Washington, D.C. -- The Magic of Remedios Varo, the first retrospective in the U.S. to showcase the powerful imagination and intellectual curiosity of one of Mexico’s greatest women artists, will be presented by the National Museum of Women in the Arts from February 10 to May 29, 2000. The exhibition includes 77 of Varo’s finest paintings and drawings from collections in Mexico and the U.S. Varo (1908-1963) used her superior technical skill to create richly detailed surrealist works filled with science, magic, and women’s experience. She explored the world through her work while also inventing alternatives to it.

A press preview will be held on February 8 from 10 a.m. to noon, with guest curator Luis-Martín Lozano. Please call Juliet Bing-Harmon if you would like to attend.

The exhibition is made possible by major support from Sears, Roebuck and Co. E. Ronald Culp, senior vice president, public relations and communications/government affairs, said, "This extraordinary exhibition will educate and entertain everyone from sophisticated art enthusiasts to families exploring art together for the first time. Sears is proud to share Varo’s unparalleled vision and creativity with U.S. audiences."

------------------------------------------------

According to the exhibition announcement above, how many of Varo's works does the show include?

Dataset content:

------------------------------------------------

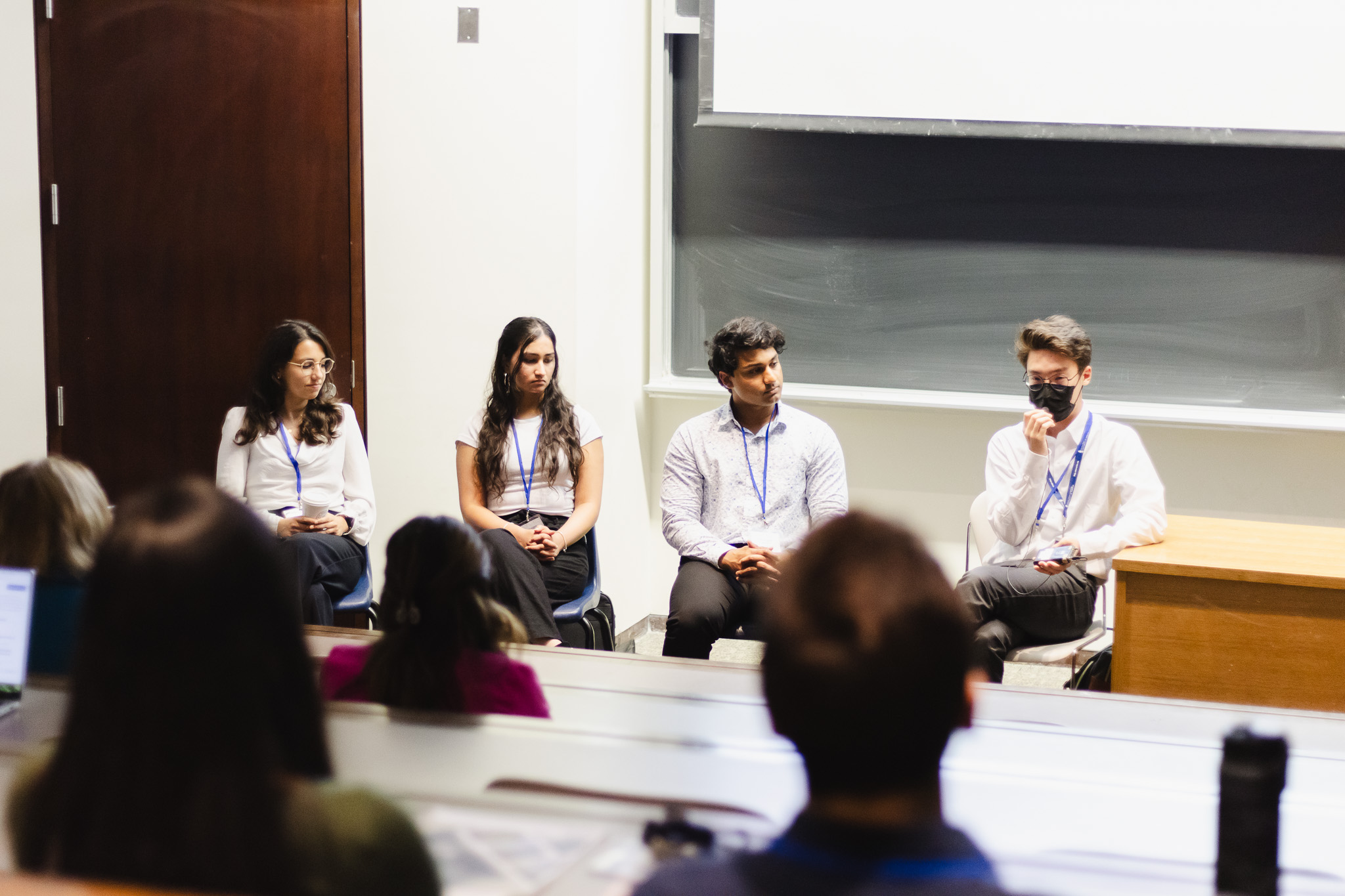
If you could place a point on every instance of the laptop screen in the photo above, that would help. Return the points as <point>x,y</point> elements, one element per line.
<point>16,589</point>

------------------------------------------------

Finished exercise: It includes 77 of her paintings and drawings.